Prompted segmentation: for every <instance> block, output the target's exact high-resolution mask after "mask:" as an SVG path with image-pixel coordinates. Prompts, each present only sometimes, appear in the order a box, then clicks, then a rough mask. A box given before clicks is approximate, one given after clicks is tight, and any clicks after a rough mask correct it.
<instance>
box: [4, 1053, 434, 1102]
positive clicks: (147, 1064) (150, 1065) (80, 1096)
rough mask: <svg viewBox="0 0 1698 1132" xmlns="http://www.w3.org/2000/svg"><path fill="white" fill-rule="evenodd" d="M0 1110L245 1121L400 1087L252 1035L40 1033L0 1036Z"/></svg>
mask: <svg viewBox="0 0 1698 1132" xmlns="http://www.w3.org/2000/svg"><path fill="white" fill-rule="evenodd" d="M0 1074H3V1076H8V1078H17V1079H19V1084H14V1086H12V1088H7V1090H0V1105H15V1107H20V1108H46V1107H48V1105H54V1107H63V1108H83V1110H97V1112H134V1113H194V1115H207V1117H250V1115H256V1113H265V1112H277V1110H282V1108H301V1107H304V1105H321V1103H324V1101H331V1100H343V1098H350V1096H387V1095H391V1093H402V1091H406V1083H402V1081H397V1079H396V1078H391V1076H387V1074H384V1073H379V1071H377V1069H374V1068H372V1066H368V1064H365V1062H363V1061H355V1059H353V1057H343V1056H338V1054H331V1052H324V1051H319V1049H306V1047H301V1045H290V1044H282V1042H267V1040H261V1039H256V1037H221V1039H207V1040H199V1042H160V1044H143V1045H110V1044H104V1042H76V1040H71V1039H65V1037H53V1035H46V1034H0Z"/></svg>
- - -
▶ WHAT YOU ARE ASKED TO DO
Pick out every line of the lines above that contains the string "positive", matching case exactly.

▶ TASK RESPONSE
positive clicks: (147, 1064) (150, 1065) (80, 1096)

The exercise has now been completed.